**What you are asked to do:** Lay out the listing between the lines holding "for the grass." and "[214,180,251,215]", inclusive, as a two-column CSV with the header text,boxes, one row per sentence alongside the boxes that follow it. Quote every field and turn line breaks into spaces.

**Data provided:**

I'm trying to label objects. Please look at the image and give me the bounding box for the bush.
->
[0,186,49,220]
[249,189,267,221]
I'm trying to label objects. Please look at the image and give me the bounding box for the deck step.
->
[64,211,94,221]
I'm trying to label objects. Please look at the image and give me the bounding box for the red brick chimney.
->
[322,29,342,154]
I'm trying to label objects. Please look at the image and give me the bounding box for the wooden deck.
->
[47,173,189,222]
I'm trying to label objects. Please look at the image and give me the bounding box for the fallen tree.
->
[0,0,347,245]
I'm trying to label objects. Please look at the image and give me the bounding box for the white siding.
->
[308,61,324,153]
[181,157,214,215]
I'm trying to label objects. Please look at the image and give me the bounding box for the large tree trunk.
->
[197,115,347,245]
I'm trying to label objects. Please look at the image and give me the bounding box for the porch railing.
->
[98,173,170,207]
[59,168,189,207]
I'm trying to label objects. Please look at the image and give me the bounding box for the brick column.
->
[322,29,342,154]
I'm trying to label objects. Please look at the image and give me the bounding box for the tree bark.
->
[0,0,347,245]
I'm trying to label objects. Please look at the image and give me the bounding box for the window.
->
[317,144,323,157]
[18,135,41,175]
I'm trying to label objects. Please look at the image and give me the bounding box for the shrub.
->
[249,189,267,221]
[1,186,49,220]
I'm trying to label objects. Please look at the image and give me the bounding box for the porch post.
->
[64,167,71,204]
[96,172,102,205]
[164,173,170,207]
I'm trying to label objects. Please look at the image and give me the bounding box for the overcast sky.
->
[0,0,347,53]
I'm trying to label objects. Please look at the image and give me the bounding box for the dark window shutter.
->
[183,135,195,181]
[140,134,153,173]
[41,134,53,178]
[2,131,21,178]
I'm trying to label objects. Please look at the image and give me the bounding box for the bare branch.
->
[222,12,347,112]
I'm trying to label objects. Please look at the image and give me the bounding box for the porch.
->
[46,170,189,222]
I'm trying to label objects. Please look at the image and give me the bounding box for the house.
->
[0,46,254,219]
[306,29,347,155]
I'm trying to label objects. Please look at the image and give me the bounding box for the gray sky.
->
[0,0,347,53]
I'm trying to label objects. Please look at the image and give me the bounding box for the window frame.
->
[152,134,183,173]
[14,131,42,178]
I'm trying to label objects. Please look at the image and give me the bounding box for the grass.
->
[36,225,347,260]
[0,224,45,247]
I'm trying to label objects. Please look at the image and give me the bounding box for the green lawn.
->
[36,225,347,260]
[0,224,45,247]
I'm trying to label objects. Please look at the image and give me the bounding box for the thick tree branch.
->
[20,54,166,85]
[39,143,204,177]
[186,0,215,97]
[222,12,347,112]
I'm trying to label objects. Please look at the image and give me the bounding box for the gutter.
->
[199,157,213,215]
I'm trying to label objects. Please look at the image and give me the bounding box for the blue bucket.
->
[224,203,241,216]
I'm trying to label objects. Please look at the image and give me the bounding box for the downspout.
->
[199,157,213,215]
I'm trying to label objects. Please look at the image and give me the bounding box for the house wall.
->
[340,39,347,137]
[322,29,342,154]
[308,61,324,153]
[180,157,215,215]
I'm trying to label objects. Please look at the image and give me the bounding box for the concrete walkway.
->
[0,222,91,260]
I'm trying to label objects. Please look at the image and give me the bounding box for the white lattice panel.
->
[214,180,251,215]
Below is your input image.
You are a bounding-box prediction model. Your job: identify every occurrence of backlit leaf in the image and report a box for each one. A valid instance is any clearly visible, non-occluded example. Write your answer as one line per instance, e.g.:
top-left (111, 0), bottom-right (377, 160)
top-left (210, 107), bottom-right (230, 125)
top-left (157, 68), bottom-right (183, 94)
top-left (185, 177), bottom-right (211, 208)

**The answer:**
text,boxes
"I'm trying to label objects. Please look at the image and give me the bounding box for the grass. ->","[36,225,347,260] [0,224,45,247]"
"I'm trying to label objects. Please look at the image and give me the bounding box for the green lawn. ->","[36,225,347,260] [0,224,45,247]"
"I'm trying to label objects. Please look at the image and give me the bounding box for the thick tree branch. ->","[20,54,166,85] [39,143,204,177] [186,0,215,97] [222,12,347,112]"
"I'm trying to label objects. Please look at the image and give me the bounding box for the gutter. ->","[199,157,213,215]"
"I'm trying to label objects. Please look at the image and give me the bounding box for the blue bucket. ->","[224,203,241,216]"
"I'm trying to label objects. Please look at the image and give me the bounding box for the downspout. ->","[199,157,213,215]"
"I'm trying to label objects. Please look at the image and give me the bounding box for the house wall. ->","[340,39,347,137] [322,29,342,154] [308,61,324,153] [180,157,215,215]"
"I'm trying to label objects. Please look at the image and give me the bounding box for the concrete walkway. ->","[0,222,91,260]"
"I'm trying to label objects. Please look at the image and give me the bounding box for the white lattice panel. ->","[214,180,251,215]"